Assignment » In the data below, which lines hold the word "mouth"? Copy them.

Record excerpts »
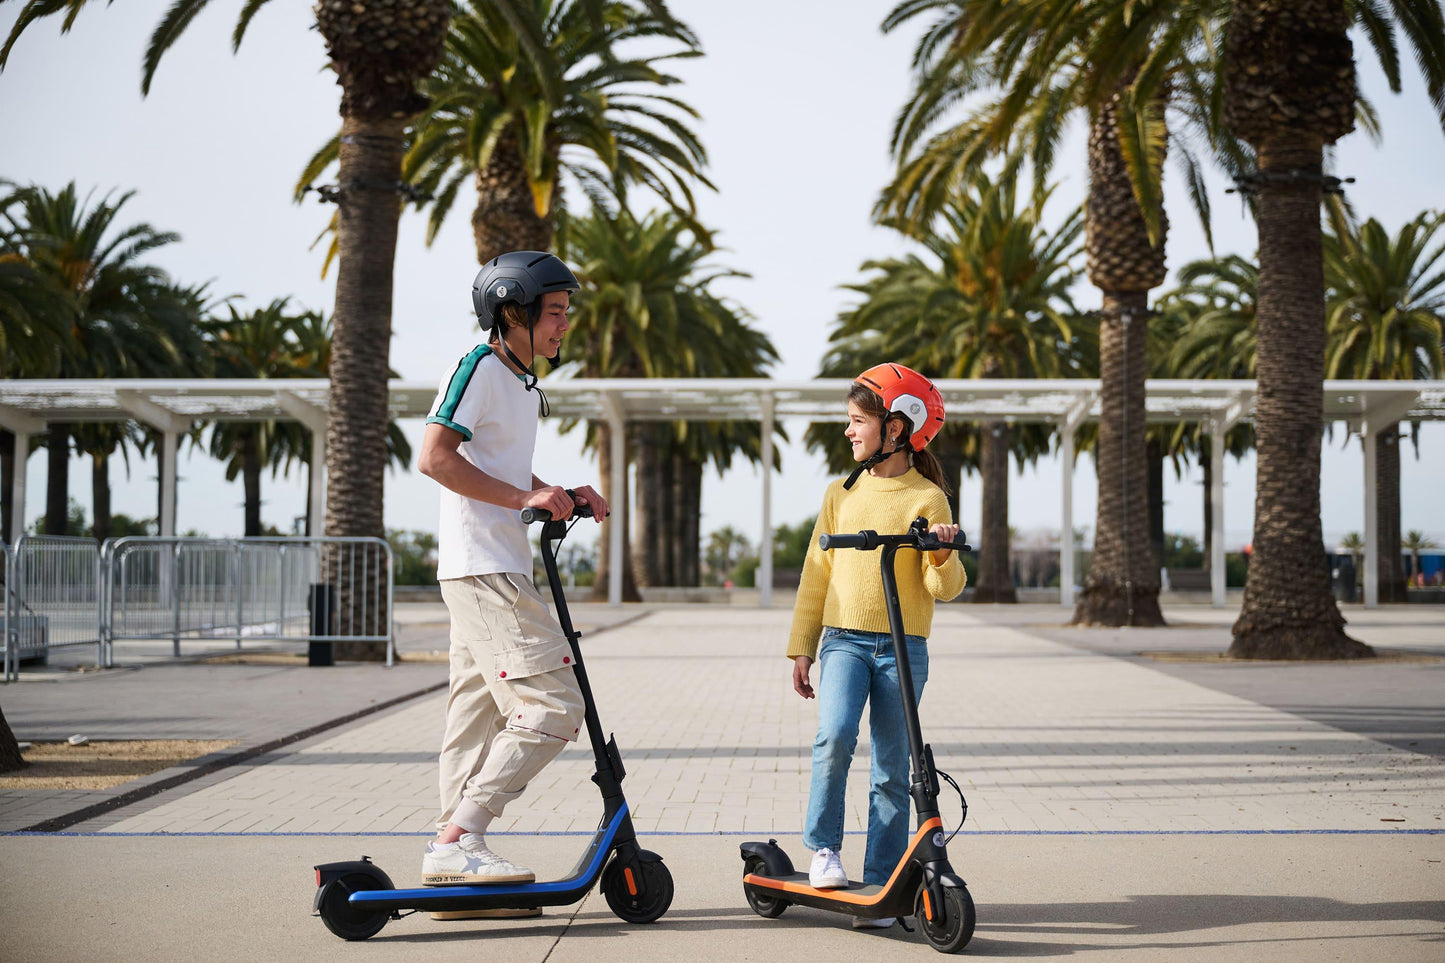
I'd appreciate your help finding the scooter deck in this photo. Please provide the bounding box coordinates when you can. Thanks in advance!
[744,873,883,899]
[743,871,918,918]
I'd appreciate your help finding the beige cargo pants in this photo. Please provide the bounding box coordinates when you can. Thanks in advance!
[436,573,585,833]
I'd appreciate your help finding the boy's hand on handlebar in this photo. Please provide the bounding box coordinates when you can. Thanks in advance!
[792,656,815,699]
[524,485,575,520]
[930,522,960,565]
[571,485,609,522]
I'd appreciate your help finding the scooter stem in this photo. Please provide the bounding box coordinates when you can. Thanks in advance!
[878,542,939,821]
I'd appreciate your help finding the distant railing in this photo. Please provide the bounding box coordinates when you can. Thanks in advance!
[2,536,103,682]
[2,535,394,681]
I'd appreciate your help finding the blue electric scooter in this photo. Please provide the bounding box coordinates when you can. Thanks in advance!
[313,497,672,940]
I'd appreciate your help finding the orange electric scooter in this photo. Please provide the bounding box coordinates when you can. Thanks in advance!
[740,517,975,953]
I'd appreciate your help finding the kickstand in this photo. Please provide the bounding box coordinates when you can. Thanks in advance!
[897,917,915,933]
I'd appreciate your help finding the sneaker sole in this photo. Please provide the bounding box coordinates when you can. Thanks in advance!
[809,876,850,889]
[431,907,542,921]
[422,871,536,885]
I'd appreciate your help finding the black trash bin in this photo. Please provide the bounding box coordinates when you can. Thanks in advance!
[1332,556,1358,604]
[308,583,336,666]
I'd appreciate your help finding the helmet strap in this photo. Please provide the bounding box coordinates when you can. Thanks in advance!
[493,308,551,417]
[843,418,909,490]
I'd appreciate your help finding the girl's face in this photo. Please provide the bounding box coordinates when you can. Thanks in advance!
[844,400,899,462]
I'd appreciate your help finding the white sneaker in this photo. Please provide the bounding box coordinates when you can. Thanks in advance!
[422,833,535,885]
[808,847,848,889]
[852,915,896,929]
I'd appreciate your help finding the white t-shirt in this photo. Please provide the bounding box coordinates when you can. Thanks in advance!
[426,346,540,579]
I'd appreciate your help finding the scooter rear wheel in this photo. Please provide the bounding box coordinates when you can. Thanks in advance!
[915,885,975,953]
[601,853,674,923]
[318,873,391,941]
[741,856,789,918]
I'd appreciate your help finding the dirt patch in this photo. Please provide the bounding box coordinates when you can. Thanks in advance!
[0,739,238,790]
[1136,648,1445,664]
[199,650,449,665]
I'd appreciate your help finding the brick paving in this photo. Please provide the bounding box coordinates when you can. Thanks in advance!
[19,604,1433,837]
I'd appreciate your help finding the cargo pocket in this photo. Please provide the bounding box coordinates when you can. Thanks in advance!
[492,638,574,682]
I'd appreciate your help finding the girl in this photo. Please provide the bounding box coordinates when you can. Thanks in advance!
[787,363,965,930]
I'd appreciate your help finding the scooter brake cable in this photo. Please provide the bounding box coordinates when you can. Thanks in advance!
[937,767,969,843]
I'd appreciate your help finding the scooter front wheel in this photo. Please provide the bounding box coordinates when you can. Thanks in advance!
[916,884,975,953]
[601,852,674,923]
[318,873,391,941]
[741,856,789,918]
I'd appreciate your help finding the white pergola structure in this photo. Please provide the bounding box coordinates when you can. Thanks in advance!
[3,378,1442,608]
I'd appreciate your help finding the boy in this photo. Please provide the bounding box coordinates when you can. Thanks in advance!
[417,251,608,886]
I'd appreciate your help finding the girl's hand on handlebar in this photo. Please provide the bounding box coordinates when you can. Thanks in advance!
[523,485,574,520]
[792,656,815,699]
[571,484,609,522]
[929,522,960,565]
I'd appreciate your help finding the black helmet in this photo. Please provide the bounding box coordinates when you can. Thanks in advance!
[471,251,580,329]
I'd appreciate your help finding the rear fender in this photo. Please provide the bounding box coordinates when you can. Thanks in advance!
[312,858,393,914]
[739,840,795,878]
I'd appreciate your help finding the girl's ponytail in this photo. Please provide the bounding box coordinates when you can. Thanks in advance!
[911,447,951,498]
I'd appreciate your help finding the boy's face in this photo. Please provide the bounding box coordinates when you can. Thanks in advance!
[844,400,899,462]
[530,291,571,359]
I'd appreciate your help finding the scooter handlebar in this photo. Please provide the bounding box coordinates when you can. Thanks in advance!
[819,528,971,553]
[521,489,595,525]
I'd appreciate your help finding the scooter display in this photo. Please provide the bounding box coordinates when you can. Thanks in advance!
[314,495,673,941]
[740,517,976,953]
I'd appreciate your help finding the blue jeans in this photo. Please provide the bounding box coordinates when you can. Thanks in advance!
[802,626,929,886]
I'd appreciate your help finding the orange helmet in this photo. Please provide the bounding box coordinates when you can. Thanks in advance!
[854,363,946,451]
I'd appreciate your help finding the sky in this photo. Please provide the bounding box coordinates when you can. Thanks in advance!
[2,0,1444,556]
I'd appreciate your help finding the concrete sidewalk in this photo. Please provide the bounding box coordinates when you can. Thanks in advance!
[2,603,1442,959]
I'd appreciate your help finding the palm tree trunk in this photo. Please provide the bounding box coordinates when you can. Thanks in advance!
[243,427,263,537]
[1,430,14,542]
[472,130,554,263]
[1376,425,1406,603]
[1229,135,1370,658]
[589,420,641,602]
[1200,443,1213,569]
[973,421,1015,603]
[325,115,408,660]
[0,704,24,773]
[1147,436,1165,571]
[631,425,658,588]
[680,455,702,587]
[44,423,68,536]
[1074,296,1163,624]
[92,452,112,544]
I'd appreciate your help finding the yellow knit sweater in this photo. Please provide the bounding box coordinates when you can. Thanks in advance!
[786,468,966,661]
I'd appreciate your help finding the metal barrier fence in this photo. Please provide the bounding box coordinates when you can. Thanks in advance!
[101,536,395,666]
[3,536,103,682]
[1,535,393,680]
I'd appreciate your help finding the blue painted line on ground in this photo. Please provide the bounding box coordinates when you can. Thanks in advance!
[5,828,1441,838]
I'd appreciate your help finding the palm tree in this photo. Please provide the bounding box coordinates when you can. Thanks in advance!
[1222,0,1445,659]
[4,183,201,536]
[1323,204,1445,603]
[4,0,451,659]
[300,0,709,266]
[204,299,325,536]
[560,207,778,598]
[817,171,1083,602]
[1402,530,1439,586]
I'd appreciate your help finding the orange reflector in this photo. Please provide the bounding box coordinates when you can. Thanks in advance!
[624,867,638,896]
[923,889,934,920]
[315,870,321,887]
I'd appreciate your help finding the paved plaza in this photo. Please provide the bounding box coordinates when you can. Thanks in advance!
[2,602,1442,959]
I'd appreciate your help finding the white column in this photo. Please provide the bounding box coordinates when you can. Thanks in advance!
[1363,428,1378,608]
[604,396,626,607]
[759,394,775,609]
[11,430,28,540]
[160,430,178,537]
[309,425,326,536]
[1059,421,1075,608]
[1211,420,1226,608]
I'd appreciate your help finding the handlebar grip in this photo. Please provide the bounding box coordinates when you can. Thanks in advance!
[521,490,595,525]
[819,531,876,551]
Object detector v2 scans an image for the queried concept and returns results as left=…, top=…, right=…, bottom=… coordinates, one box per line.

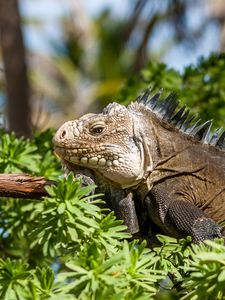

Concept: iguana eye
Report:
left=89, top=124, right=106, bottom=135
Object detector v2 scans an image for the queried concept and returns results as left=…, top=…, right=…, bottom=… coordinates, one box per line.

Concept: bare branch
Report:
left=133, top=14, right=158, bottom=73
left=123, top=0, right=148, bottom=43
left=0, top=173, right=55, bottom=199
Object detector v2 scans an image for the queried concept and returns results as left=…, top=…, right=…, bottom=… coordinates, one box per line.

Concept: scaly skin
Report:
left=54, top=105, right=147, bottom=189
left=53, top=92, right=225, bottom=242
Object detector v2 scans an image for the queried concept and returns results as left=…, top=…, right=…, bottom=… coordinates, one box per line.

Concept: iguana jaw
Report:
left=54, top=142, right=145, bottom=189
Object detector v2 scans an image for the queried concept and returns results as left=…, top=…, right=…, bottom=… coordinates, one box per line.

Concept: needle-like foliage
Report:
left=0, top=54, right=225, bottom=299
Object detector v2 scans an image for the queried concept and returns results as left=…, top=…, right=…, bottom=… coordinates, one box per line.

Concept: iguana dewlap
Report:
left=53, top=89, right=225, bottom=242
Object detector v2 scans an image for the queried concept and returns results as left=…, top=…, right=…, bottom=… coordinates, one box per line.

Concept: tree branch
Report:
left=0, top=173, right=55, bottom=199
left=123, top=0, right=148, bottom=43
left=132, top=14, right=158, bottom=73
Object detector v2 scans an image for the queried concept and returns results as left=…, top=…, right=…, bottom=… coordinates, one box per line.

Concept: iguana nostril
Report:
left=61, top=129, right=67, bottom=139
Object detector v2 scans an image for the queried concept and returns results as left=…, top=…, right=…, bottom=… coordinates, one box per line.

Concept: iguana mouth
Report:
left=54, top=145, right=80, bottom=151
left=55, top=146, right=124, bottom=168
left=54, top=145, right=91, bottom=157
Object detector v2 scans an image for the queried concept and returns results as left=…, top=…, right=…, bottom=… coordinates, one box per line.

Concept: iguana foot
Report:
left=192, top=217, right=222, bottom=242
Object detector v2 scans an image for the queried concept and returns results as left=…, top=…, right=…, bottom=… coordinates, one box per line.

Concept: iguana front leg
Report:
left=146, top=187, right=222, bottom=243
left=106, top=187, right=140, bottom=234
left=165, top=200, right=222, bottom=242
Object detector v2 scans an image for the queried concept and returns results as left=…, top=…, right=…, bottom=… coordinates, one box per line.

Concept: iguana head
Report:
left=53, top=103, right=150, bottom=188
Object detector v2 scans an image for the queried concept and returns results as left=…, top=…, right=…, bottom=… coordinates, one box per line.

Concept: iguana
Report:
left=53, top=89, right=225, bottom=242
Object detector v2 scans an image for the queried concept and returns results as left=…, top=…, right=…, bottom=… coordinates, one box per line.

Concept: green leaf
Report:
left=57, top=203, right=66, bottom=215
left=217, top=269, right=225, bottom=282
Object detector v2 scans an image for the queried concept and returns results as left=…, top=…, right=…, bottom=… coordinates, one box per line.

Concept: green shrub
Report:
left=0, top=55, right=225, bottom=299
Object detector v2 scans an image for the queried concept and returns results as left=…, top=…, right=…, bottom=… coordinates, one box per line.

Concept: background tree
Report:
left=0, top=0, right=31, bottom=137
left=208, top=0, right=225, bottom=51
left=0, top=0, right=225, bottom=131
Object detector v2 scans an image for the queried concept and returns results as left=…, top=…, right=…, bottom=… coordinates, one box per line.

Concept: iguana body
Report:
left=53, top=90, right=225, bottom=242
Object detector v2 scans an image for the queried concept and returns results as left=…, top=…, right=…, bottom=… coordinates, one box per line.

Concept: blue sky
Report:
left=20, top=0, right=220, bottom=72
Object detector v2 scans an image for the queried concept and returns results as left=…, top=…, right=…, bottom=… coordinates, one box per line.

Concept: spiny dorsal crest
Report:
left=134, top=88, right=225, bottom=150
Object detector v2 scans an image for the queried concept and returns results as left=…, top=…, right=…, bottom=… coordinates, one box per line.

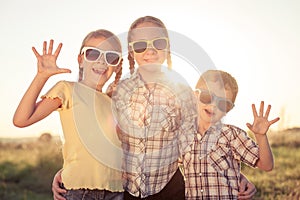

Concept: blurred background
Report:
left=0, top=0, right=299, bottom=199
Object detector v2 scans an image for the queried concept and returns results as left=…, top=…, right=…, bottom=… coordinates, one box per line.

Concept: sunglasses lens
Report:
left=218, top=100, right=233, bottom=112
left=85, top=49, right=101, bottom=61
left=153, top=38, right=168, bottom=50
left=133, top=41, right=147, bottom=53
left=106, top=52, right=120, bottom=66
left=199, top=91, right=213, bottom=104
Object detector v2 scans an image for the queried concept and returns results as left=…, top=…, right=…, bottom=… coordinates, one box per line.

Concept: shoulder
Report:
left=48, top=80, right=75, bottom=96
left=115, top=74, right=139, bottom=92
left=222, top=124, right=247, bottom=136
left=54, top=80, right=74, bottom=88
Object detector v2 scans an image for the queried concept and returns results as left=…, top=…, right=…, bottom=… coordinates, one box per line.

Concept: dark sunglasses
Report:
left=129, top=37, right=169, bottom=53
left=196, top=89, right=234, bottom=112
left=81, top=47, right=121, bottom=66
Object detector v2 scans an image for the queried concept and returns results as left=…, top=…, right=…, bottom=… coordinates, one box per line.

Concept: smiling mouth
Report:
left=204, top=109, right=215, bottom=117
left=144, top=58, right=158, bottom=63
left=92, top=68, right=107, bottom=75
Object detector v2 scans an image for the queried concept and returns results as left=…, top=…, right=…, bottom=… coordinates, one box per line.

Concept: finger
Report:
left=52, top=185, right=66, bottom=193
left=48, top=39, right=54, bottom=54
left=53, top=193, right=66, bottom=200
left=57, top=68, right=72, bottom=74
left=32, top=47, right=41, bottom=58
left=259, top=101, right=264, bottom=117
left=252, top=104, right=258, bottom=117
left=242, top=182, right=257, bottom=199
left=238, top=195, right=249, bottom=200
left=43, top=41, right=47, bottom=55
left=264, top=104, right=271, bottom=118
left=240, top=189, right=256, bottom=200
left=269, top=117, right=280, bottom=125
left=238, top=179, right=246, bottom=193
left=54, top=43, right=63, bottom=58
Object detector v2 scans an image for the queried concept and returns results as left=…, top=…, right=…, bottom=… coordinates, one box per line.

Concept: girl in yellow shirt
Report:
left=13, top=29, right=124, bottom=200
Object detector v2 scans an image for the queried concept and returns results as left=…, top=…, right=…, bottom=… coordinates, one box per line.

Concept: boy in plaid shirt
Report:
left=183, top=70, right=280, bottom=199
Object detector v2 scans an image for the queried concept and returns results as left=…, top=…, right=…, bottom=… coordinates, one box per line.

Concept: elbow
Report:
left=13, top=121, right=26, bottom=128
left=13, top=118, right=29, bottom=128
left=256, top=159, right=274, bottom=172
left=264, top=164, right=274, bottom=172
left=261, top=163, right=274, bottom=172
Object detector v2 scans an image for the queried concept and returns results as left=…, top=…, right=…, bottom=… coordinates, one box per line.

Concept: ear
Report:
left=78, top=54, right=83, bottom=68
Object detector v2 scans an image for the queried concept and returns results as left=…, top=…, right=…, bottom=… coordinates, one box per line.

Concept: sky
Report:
left=0, top=0, right=299, bottom=138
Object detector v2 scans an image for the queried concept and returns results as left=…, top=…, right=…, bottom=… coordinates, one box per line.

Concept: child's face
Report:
left=78, top=36, right=119, bottom=89
left=196, top=80, right=234, bottom=125
left=129, top=22, right=168, bottom=68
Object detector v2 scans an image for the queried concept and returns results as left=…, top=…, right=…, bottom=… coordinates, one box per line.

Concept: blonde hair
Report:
left=127, top=16, right=172, bottom=74
left=196, top=70, right=239, bottom=103
left=78, top=29, right=123, bottom=96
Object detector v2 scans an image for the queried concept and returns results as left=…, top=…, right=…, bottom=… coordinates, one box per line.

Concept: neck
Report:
left=79, top=80, right=103, bottom=92
left=198, top=119, right=212, bottom=135
left=138, top=64, right=163, bottom=83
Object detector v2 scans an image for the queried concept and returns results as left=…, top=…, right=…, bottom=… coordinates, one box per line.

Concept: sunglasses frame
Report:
left=81, top=46, right=122, bottom=66
left=128, top=37, right=169, bottom=54
left=195, top=89, right=235, bottom=112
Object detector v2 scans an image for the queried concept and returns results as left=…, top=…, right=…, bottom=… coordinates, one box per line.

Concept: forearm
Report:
left=13, top=74, right=49, bottom=127
left=255, top=134, right=274, bottom=171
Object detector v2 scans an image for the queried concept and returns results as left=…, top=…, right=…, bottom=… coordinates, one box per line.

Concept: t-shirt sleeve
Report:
left=230, top=126, right=259, bottom=167
left=41, top=81, right=72, bottom=111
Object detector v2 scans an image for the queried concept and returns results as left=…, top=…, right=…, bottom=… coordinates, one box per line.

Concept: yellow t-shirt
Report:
left=42, top=81, right=123, bottom=191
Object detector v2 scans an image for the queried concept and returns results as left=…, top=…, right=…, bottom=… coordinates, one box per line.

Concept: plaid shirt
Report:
left=112, top=69, right=197, bottom=198
left=183, top=123, right=259, bottom=200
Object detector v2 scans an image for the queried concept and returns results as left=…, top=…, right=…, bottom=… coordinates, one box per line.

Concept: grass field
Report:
left=0, top=129, right=299, bottom=200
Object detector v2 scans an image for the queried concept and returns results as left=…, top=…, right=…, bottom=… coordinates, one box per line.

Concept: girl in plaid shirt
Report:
left=112, top=16, right=198, bottom=200
left=183, top=70, right=280, bottom=199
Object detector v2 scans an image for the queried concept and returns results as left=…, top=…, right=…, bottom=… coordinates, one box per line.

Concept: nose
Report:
left=96, top=53, right=106, bottom=65
left=144, top=43, right=156, bottom=54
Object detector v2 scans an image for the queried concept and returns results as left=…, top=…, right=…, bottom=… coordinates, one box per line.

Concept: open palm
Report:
left=246, top=101, right=280, bottom=135
left=32, top=39, right=71, bottom=78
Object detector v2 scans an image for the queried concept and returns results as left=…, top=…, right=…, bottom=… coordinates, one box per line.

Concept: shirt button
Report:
left=199, top=173, right=202, bottom=176
left=200, top=189, right=204, bottom=193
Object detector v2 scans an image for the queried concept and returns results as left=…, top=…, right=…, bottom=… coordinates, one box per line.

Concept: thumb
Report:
left=246, top=123, right=252, bottom=129
left=246, top=123, right=252, bottom=130
left=57, top=68, right=72, bottom=74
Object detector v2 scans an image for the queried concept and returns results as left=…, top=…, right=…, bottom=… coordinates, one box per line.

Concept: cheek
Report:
left=214, top=111, right=226, bottom=121
left=133, top=54, right=143, bottom=65
left=159, top=51, right=167, bottom=62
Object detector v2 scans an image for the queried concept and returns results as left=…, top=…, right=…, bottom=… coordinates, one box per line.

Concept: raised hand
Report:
left=246, top=101, right=280, bottom=135
left=32, top=39, right=71, bottom=78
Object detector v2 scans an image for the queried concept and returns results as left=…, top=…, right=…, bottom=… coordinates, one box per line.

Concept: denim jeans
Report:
left=62, top=188, right=124, bottom=200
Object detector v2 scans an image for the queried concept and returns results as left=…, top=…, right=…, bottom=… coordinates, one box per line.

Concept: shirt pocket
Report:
left=158, top=105, right=180, bottom=133
left=207, top=144, right=230, bottom=172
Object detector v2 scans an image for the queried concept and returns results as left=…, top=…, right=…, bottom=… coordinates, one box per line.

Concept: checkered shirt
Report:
left=112, top=70, right=198, bottom=198
left=183, top=123, right=259, bottom=200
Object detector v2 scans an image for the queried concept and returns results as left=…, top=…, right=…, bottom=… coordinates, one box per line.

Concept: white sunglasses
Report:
left=81, top=47, right=121, bottom=66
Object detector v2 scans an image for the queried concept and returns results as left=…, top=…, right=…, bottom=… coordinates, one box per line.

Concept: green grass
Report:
left=241, top=129, right=300, bottom=200
left=0, top=129, right=299, bottom=199
left=0, top=139, right=63, bottom=200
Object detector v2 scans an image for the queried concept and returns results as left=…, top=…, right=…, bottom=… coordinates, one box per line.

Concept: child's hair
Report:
left=127, top=16, right=172, bottom=74
left=196, top=70, right=239, bottom=103
left=78, top=29, right=123, bottom=93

Result of this task »
Concept: iguana mouth
Concept: smiling mouth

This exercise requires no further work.